— Data excerpts —
○ ○ ○ ○

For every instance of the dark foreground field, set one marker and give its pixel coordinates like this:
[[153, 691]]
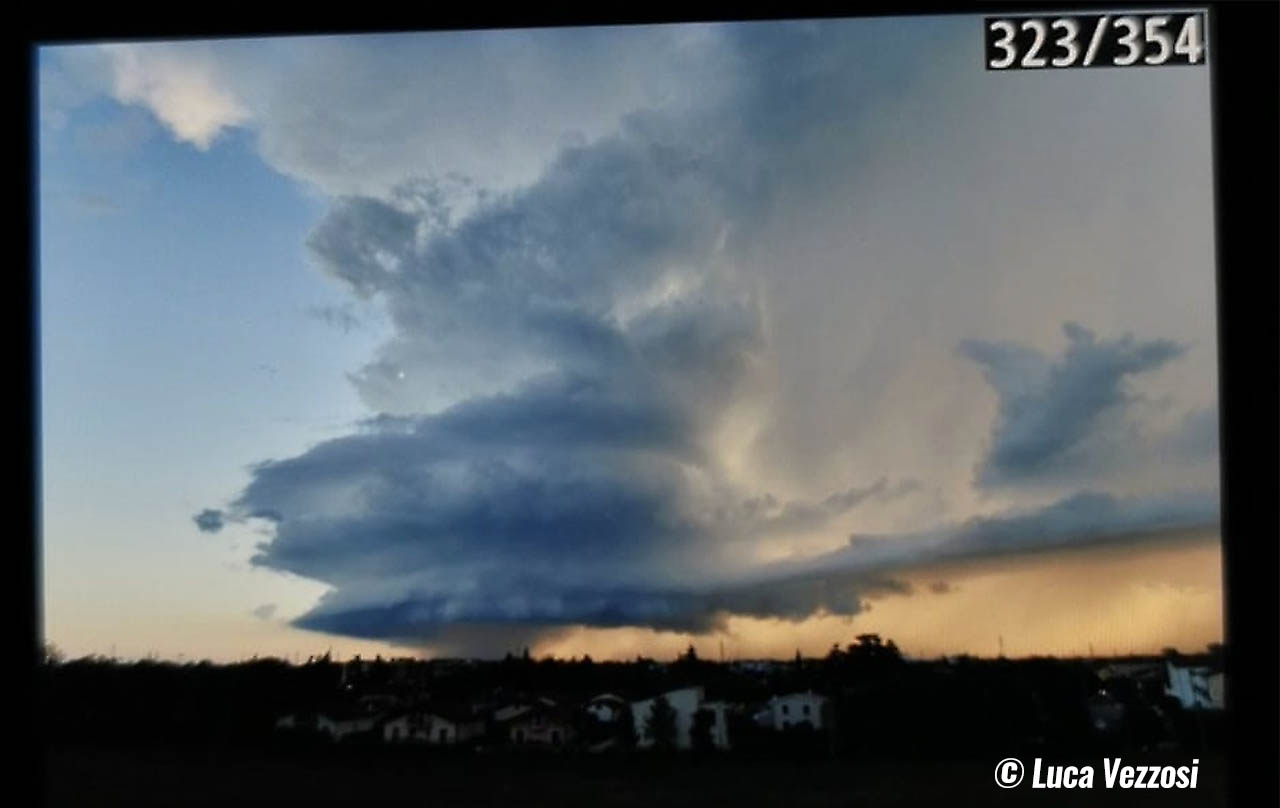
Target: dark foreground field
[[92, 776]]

○ ○ ○ ○

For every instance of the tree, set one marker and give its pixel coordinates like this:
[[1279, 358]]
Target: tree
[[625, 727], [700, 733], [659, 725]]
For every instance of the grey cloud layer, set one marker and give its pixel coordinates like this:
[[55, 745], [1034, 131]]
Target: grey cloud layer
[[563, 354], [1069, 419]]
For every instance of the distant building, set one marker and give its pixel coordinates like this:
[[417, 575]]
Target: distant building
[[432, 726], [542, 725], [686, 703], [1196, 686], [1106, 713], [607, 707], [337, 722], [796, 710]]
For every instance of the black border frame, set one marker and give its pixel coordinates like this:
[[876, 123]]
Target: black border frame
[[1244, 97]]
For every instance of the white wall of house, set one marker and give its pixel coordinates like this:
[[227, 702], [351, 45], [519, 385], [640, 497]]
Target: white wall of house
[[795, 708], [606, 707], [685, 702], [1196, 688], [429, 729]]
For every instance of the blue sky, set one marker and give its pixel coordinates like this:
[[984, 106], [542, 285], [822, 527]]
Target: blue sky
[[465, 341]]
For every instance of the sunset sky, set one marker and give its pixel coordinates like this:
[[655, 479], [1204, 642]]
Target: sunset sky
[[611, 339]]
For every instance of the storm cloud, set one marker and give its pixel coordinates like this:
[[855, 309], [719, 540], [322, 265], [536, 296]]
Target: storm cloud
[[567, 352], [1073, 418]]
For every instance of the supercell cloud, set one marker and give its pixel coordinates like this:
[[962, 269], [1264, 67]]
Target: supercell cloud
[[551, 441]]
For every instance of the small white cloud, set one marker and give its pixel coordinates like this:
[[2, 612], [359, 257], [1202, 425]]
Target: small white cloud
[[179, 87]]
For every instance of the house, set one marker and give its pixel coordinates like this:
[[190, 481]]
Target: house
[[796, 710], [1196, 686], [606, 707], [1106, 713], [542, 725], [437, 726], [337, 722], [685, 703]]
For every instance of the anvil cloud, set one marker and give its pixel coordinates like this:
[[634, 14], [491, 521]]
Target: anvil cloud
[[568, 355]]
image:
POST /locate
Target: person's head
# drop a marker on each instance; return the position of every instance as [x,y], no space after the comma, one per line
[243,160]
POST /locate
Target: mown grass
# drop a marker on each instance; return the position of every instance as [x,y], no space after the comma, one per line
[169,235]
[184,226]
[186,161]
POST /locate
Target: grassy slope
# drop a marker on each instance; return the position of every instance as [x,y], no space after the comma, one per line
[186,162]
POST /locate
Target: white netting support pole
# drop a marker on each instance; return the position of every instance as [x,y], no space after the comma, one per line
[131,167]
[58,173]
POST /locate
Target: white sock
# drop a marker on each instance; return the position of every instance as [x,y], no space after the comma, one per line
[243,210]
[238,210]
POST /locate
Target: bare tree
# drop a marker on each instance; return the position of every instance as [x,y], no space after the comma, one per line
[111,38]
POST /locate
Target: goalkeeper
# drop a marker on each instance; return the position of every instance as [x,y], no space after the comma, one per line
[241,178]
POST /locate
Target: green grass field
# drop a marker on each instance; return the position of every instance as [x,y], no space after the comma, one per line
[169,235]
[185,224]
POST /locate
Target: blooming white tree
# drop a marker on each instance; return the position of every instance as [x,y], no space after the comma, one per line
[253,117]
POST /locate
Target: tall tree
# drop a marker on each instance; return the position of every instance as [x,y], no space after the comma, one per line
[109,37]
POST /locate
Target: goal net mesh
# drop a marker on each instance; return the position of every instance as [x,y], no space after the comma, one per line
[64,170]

○ ○ ○ ○

— Assignment —
What are the lines, exactly as written above, from the line with "For every instance of the blue" to the line with "Target: goalkeeper", both included? Output only those.

— Exercise output —
For every instance of the blue sky, set one marker and give its pixel coordinates like this:
[[984, 106], [542, 285], [822, 527]]
Target: blue sky
[[465, 341]]
For every instance of the sunset sky, set one marker and give its pixel coordinates like this:
[[655, 479], [1204, 642]]
Target: sunset sky
[[611, 339]]
For every instance of the storm cloud, set one marker and give its pixel coordinates like this:
[[855, 309], [719, 540], [322, 265], [536, 296]]
Target: storm cloud
[[567, 352], [1073, 418]]
For every instance of the supercell cloud, set one marker and give its pixel coordinates like this:
[[962, 269], [1264, 67]]
Target: supercell cloud
[[551, 441]]
For every instance of the small white cloud, set one marker and give its pixel coordinates like this:
[[2, 612], [359, 257], [1202, 425]]
Target: small white cloud
[[179, 87]]
For every instance of the house, set one marker and give its pixel coordinates like this:
[[190, 481]]
Target: house
[[796, 710], [1196, 686], [606, 707], [1106, 713], [542, 725], [437, 726], [337, 722], [685, 703]]
For every instance of the anvil cloud, set one marker and give its pixel coordinates like this:
[[634, 14], [491, 521]]
Target: anvil cloud
[[568, 355]]
image:
POST /locate
Target: person's head
# drop a marker on each instance; return the position of every instance as [x,y], no space after the comma, one per line
[243,160]
POST /locate
Target: mown grass
# drop a marker on each instance; return the position of every instance as [x,y], no space after the comma, one per line
[169,235]
[184,226]
[186,161]
POST /locate
Target: grassy slope
# drop a marker on each instance; return the position of every instance as [x,y], no space after the comma, one per line
[186,162]
POST /locate
Target: white netting support pole
# drop a marker on each instance; return the position of every instance as [x,y], no space after the comma, one per line
[131,167]
[58,173]
POST /locate
Target: white sock
# drop a marker on each instance; return the position of every instance as [x,y], no space after the comma, one per line
[243,210]
[238,210]
POST /locate
Target: bare tree
# drop a marker on each instance; return the position of every instance as [x,y], no space after the comma, one per line
[111,38]
POST /locate
Target: goalkeeper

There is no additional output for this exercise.